**Entries shown**
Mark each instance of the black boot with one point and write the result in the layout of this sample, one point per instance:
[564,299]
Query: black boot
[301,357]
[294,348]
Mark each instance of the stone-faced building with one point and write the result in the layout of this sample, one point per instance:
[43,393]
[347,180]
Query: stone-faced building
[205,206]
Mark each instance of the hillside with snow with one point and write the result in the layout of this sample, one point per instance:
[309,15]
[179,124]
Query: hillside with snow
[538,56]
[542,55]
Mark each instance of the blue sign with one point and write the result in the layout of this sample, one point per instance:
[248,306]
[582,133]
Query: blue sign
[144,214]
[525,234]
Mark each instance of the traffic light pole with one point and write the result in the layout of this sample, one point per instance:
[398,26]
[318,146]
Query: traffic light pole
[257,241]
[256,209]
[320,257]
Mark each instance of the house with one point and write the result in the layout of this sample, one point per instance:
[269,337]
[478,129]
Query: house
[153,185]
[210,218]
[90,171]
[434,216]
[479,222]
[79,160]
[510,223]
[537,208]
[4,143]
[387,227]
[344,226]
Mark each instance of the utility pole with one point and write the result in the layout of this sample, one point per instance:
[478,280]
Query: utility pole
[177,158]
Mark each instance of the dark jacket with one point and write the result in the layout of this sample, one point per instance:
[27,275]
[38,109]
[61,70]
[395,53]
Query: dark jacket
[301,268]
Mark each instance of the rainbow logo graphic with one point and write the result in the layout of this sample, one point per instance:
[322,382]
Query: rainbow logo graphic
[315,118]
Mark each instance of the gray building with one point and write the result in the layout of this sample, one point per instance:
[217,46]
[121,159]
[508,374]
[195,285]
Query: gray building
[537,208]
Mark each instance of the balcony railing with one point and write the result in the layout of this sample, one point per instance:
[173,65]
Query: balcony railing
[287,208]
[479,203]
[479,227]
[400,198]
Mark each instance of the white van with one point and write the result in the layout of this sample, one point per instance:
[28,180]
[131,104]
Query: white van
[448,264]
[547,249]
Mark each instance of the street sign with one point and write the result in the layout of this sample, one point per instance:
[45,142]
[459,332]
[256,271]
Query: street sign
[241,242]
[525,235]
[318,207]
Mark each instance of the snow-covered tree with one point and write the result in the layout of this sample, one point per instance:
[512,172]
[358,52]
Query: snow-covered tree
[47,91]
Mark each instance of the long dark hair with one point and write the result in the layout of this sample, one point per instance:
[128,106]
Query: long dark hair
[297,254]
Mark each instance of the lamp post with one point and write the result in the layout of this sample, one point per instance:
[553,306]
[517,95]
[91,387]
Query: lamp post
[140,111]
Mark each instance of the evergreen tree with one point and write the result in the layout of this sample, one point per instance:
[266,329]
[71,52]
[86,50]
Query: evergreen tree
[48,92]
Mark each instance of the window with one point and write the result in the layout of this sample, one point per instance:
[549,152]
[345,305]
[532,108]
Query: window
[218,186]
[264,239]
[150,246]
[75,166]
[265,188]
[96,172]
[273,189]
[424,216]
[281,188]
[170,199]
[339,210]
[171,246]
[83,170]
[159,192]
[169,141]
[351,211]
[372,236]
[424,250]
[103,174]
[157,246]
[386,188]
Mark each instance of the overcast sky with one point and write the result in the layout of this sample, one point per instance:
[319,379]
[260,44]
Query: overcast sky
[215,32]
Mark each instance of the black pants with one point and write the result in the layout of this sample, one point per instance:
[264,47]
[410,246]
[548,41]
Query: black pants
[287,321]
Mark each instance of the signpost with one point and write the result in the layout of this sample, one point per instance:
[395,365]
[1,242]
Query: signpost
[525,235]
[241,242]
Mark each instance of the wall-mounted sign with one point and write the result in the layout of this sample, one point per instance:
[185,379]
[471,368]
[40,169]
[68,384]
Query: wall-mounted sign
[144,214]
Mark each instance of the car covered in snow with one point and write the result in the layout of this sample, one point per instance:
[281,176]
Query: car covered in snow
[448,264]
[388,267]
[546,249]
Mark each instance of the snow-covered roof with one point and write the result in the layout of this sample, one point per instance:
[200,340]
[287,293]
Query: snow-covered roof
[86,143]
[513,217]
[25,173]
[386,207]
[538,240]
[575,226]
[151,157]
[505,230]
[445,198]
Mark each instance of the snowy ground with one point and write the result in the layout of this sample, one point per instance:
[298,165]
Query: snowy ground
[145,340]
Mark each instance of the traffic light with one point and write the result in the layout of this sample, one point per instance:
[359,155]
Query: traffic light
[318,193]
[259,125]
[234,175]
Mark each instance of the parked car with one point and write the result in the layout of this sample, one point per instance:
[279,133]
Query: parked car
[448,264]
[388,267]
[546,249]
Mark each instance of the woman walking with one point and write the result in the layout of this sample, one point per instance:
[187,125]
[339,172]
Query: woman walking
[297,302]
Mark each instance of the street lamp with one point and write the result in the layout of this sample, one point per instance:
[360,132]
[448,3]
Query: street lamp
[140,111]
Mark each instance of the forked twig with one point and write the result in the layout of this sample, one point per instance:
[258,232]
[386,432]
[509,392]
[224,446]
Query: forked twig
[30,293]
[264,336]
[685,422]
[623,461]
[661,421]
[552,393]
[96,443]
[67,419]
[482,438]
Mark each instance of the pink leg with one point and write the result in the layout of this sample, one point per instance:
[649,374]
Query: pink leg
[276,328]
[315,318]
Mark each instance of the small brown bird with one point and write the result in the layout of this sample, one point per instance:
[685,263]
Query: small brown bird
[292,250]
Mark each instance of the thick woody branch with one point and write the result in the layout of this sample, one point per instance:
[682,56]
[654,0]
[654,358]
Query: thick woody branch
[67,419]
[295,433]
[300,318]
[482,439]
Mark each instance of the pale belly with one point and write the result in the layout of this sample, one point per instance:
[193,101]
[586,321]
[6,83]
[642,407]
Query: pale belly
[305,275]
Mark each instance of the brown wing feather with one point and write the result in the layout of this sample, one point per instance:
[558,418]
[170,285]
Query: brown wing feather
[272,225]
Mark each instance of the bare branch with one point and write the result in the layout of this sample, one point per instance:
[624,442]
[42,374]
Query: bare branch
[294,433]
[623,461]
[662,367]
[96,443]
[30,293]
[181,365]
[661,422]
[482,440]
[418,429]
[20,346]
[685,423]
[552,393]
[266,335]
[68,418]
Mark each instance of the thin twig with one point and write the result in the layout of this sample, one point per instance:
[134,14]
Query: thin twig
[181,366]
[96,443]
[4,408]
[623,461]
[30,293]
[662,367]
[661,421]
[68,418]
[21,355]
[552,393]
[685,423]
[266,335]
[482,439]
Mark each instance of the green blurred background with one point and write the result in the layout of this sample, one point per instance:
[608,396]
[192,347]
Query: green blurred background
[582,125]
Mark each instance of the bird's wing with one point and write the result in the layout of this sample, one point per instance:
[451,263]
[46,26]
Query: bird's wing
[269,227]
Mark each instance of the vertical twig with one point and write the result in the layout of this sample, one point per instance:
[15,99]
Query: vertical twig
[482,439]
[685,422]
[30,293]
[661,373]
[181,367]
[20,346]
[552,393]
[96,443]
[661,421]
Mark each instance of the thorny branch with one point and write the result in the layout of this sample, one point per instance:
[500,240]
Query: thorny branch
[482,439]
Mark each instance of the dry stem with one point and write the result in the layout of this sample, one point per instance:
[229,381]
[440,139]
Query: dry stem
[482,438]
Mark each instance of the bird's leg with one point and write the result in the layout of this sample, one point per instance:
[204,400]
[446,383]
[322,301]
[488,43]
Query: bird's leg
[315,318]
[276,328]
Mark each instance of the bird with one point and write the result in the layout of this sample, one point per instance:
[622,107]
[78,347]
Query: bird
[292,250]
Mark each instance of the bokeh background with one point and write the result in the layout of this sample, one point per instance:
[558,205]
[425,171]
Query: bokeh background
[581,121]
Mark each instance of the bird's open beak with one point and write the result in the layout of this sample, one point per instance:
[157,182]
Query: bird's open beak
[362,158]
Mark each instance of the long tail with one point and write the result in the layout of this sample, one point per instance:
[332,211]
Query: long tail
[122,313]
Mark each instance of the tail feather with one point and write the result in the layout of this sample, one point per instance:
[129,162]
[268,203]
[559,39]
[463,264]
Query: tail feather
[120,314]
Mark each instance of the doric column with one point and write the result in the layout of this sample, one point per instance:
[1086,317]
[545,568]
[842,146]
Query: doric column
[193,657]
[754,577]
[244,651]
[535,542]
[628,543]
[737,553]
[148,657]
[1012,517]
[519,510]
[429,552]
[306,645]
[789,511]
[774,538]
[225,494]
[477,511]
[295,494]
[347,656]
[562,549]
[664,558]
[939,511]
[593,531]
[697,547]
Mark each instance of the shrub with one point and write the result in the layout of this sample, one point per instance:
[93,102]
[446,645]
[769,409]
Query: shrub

**Work task**
If a line in the listing holds the word "shrub", list that line.

**Exercise output**
Mark each instance of the shrub with one point and write the result in the layout of this sample, one point per instance:
Query: shrub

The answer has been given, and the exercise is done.